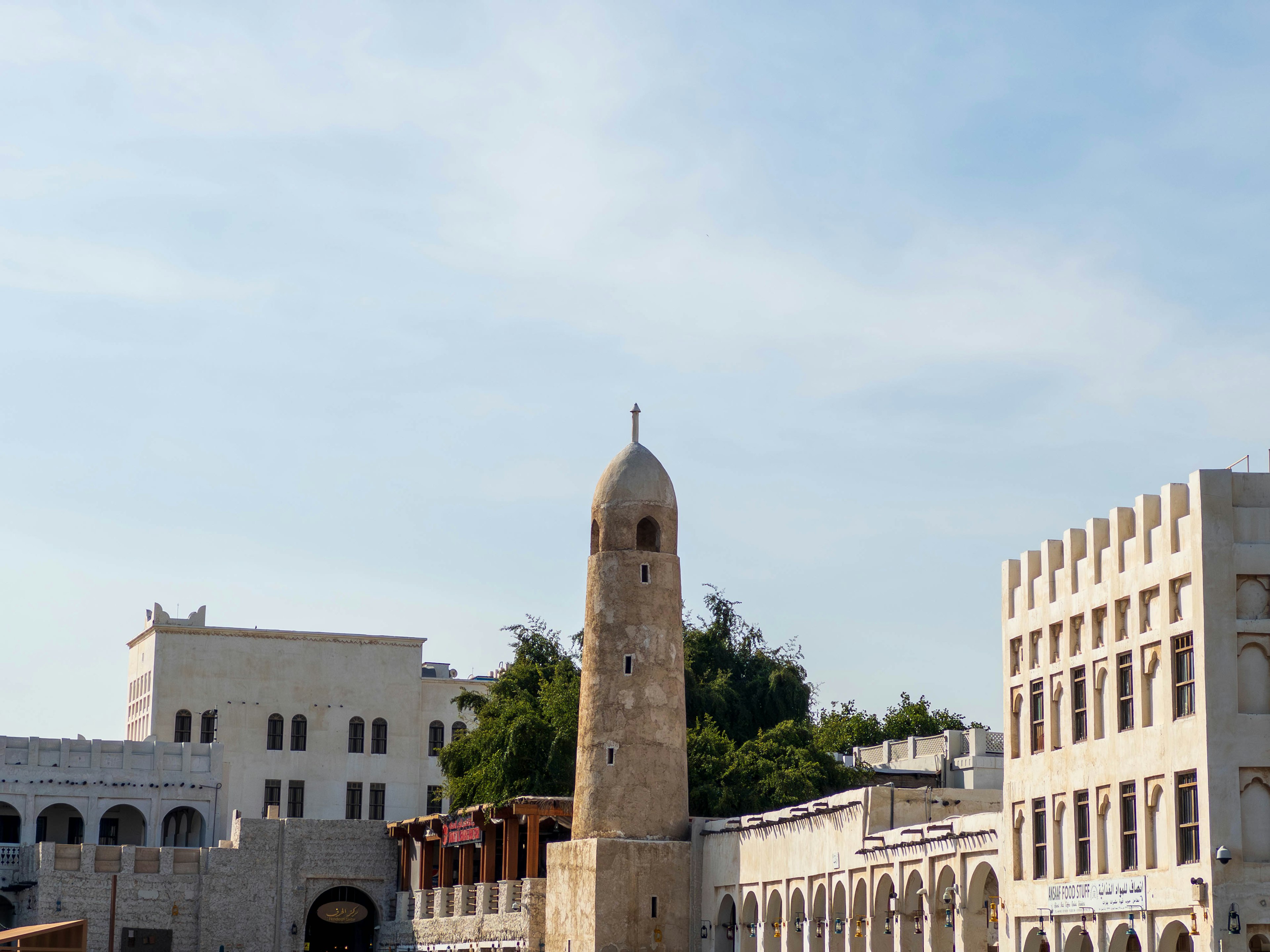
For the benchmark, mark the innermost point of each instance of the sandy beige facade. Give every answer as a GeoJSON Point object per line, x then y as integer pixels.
{"type": "Point", "coordinates": [300, 715]}
{"type": "Point", "coordinates": [1138, 709]}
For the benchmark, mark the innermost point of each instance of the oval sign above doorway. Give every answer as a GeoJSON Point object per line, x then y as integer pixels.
{"type": "Point", "coordinates": [342, 912]}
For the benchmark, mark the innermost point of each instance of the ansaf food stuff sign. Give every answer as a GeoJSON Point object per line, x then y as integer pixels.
{"type": "Point", "coordinates": [463, 831]}
{"type": "Point", "coordinates": [1100, 895]}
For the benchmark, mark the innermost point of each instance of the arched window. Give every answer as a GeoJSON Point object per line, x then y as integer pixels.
{"type": "Point", "coordinates": [275, 737]}
{"type": "Point", "coordinates": [436, 738]}
{"type": "Point", "coordinates": [648, 535]}
{"type": "Point", "coordinates": [207, 728]}
{"type": "Point", "coordinates": [299, 733]}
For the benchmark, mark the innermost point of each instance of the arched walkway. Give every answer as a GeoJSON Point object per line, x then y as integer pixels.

--

- **Task details**:
Give the lines from the one containing "of the oval" through the end of the records above as a Markdown table with the columns "Row" and "Line", one numbered row per line, leaving out any blank lines.

- **Task output**:
| Row | Line |
|---|---|
| 1 | For the benchmark, mark the innermost point of each instance of the oval sign above doorway. Give every answer as a GeoJSON Point object per line, x then y as integer pixels. |
| 2 | {"type": "Point", "coordinates": [342, 912]} |
| 3 | For the benchmark, mark the innermost point of each instance of the ansaf food stuff sign. Give every answer as a GeoJSON Point object per line, x then y as integer pixels. |
| 4 | {"type": "Point", "coordinates": [463, 831]} |
| 5 | {"type": "Point", "coordinates": [1100, 895]} |
| 6 | For the benchmark, mark the innermost point of each instance of the arched window. Give every answer as a GeoJSON Point object per line, x then y as integer pixels. |
| 7 | {"type": "Point", "coordinates": [275, 737]} |
| 8 | {"type": "Point", "coordinates": [436, 738]} |
| 9 | {"type": "Point", "coordinates": [648, 535]} |
| 10 | {"type": "Point", "coordinates": [207, 728]} |
| 11 | {"type": "Point", "coordinates": [299, 733]} |
| 12 | For the benchmark, mark the innermost point of each instance of the arched walkway. Give every answer as a GeoJSON Point object per line, x then y as integer pixels. |